▸ JOB
Please state how many lines of the records below contain the string "trace", matching case exactly, and reply with the number only.

▸ RECORD SET
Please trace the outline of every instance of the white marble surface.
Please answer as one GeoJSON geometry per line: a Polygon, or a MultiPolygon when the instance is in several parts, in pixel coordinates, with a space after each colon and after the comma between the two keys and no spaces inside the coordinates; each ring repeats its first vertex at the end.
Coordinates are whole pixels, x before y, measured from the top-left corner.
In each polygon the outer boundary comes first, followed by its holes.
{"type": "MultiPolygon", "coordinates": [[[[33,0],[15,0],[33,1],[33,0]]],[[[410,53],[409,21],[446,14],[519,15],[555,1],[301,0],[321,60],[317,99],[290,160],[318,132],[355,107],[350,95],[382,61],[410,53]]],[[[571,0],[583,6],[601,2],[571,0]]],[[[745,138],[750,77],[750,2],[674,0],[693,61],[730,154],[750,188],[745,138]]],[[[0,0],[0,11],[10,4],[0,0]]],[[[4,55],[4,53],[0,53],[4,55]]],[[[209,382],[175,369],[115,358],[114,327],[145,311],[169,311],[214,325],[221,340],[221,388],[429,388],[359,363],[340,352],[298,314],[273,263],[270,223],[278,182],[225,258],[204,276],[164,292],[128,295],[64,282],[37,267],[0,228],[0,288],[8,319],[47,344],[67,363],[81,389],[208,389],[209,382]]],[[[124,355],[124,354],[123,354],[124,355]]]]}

* * *

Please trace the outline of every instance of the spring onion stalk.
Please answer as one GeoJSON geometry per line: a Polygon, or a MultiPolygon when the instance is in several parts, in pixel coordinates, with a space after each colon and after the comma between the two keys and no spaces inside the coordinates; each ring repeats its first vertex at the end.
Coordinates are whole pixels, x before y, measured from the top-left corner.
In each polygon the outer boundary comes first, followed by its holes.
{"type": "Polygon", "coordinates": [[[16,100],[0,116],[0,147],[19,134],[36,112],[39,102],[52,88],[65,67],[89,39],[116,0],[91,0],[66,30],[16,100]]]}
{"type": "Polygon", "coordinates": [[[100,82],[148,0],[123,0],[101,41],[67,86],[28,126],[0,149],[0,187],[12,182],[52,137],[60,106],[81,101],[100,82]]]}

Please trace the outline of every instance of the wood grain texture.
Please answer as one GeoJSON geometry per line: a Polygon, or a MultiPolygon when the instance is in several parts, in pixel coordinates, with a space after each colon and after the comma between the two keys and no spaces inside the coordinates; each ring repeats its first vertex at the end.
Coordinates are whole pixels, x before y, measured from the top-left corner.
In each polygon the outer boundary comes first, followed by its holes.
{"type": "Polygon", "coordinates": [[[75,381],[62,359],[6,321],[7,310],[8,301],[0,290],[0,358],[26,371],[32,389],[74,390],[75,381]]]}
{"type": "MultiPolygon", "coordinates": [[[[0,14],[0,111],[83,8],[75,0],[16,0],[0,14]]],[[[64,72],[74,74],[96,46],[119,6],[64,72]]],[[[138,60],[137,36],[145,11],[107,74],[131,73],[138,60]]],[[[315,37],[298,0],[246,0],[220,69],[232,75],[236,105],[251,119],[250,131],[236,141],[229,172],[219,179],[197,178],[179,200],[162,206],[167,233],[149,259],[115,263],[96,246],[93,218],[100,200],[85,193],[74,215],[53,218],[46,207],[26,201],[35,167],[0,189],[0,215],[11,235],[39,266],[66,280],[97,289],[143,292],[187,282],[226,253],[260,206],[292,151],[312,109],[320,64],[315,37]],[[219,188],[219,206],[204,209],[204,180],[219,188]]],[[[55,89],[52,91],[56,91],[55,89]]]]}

---

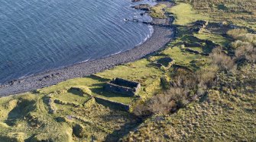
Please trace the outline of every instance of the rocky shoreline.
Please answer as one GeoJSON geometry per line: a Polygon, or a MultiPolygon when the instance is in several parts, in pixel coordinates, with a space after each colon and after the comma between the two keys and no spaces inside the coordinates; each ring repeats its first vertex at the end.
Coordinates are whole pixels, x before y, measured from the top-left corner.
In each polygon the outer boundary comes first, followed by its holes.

▸ FULL SOLUTION
4